● Exercise task:
Repeat, word for word, everything in the material below from the line containing "detect the bare" down to the line containing "785, 667, 1000]]", including both of those lines.

☆ ☆ ☆

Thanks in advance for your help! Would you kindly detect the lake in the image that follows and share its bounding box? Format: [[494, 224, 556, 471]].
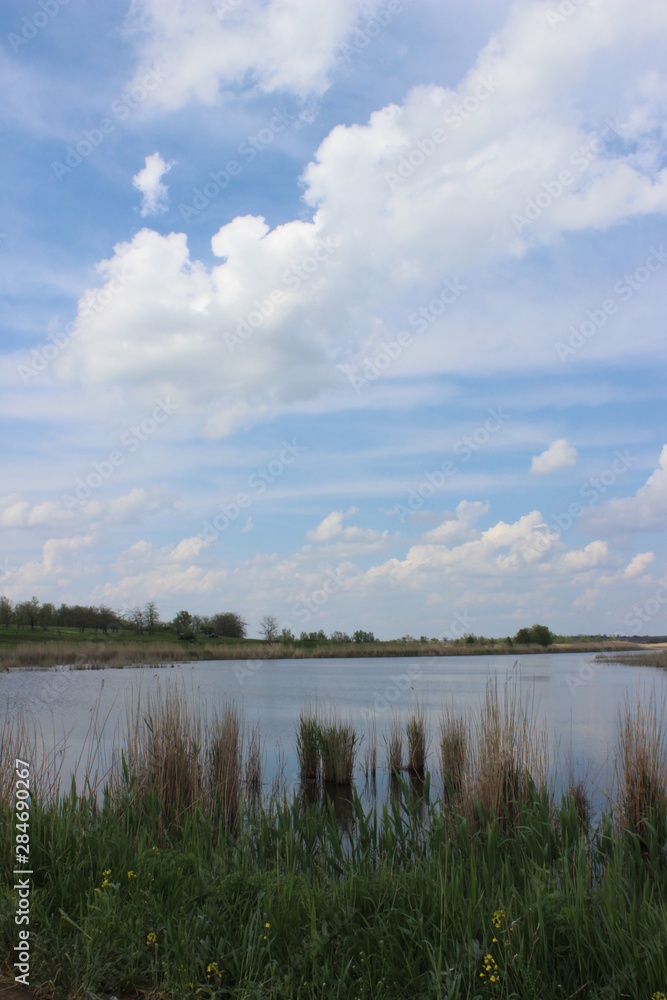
[[0, 653, 667, 805]]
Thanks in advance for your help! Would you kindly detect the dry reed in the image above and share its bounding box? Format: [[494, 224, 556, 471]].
[[364, 717, 377, 783], [615, 688, 667, 840], [385, 713, 403, 777], [405, 702, 429, 775], [207, 701, 243, 829], [245, 722, 262, 798], [467, 674, 549, 826], [319, 712, 359, 785], [296, 705, 320, 781], [439, 708, 470, 801]]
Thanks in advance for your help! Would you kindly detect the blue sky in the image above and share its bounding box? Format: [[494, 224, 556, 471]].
[[0, 0, 667, 638]]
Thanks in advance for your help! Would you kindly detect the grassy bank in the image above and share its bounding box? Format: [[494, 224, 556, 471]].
[[0, 632, 641, 669], [596, 649, 667, 670], [0, 685, 667, 1000]]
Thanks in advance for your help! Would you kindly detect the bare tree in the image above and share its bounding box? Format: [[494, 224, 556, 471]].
[[144, 601, 160, 632], [259, 615, 280, 642], [0, 594, 14, 628], [211, 611, 248, 639]]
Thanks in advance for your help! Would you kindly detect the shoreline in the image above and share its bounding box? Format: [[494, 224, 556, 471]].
[[0, 639, 648, 671]]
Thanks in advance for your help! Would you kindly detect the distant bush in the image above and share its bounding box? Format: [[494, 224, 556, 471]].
[[514, 625, 555, 646]]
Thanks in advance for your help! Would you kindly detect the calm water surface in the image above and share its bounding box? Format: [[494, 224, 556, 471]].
[[0, 653, 667, 797]]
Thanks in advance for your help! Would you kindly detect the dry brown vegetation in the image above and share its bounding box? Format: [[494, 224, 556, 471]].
[[616, 690, 667, 838], [0, 639, 648, 669]]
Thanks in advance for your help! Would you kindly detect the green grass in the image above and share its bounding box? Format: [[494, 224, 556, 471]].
[[0, 625, 639, 669], [0, 681, 667, 1000], [0, 785, 667, 1000]]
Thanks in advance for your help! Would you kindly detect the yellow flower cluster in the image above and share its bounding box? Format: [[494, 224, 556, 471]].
[[206, 962, 222, 979], [479, 954, 500, 983]]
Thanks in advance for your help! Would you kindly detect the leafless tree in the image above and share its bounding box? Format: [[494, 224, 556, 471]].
[[259, 615, 280, 642]]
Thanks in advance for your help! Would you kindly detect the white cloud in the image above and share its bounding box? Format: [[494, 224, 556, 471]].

☆ ☆ ☆

● Written solution:
Thanks in advance for your help! Would you kindly detect the bare tree in the image above and share its bounding box? Format: [[494, 224, 556, 471]].
[[144, 601, 160, 632], [259, 615, 280, 642], [0, 594, 14, 628], [211, 611, 248, 639]]
Thanks in advance for your help! Would you kindly detect the shoreline in the image above and share its bounding box? Format: [[494, 224, 556, 471]].
[[0, 639, 648, 671]]
Thanks in advance for your help! Would you kindly detect the distant bush in the image above and share its bounding box? Format: [[494, 224, 556, 471]].
[[514, 625, 555, 646]]
Thanks in advance for your help! Would you kindly detect the calm water surface in the image above and share its bounding box? Format: [[494, 224, 556, 471]].
[[0, 653, 667, 797]]
Thanks in advance for your help! Would you kindly detect the dry brown vegetation in the image above and share its bounding box? Format: [[494, 224, 556, 471]].
[[616, 690, 667, 838], [0, 639, 648, 669]]
Thanks in advance for your help! Would you kindly detect the green grass in the image above and share its bounding box? Format: [[494, 224, 556, 471]].
[[0, 625, 639, 669], [0, 681, 667, 1000], [0, 785, 667, 1000]]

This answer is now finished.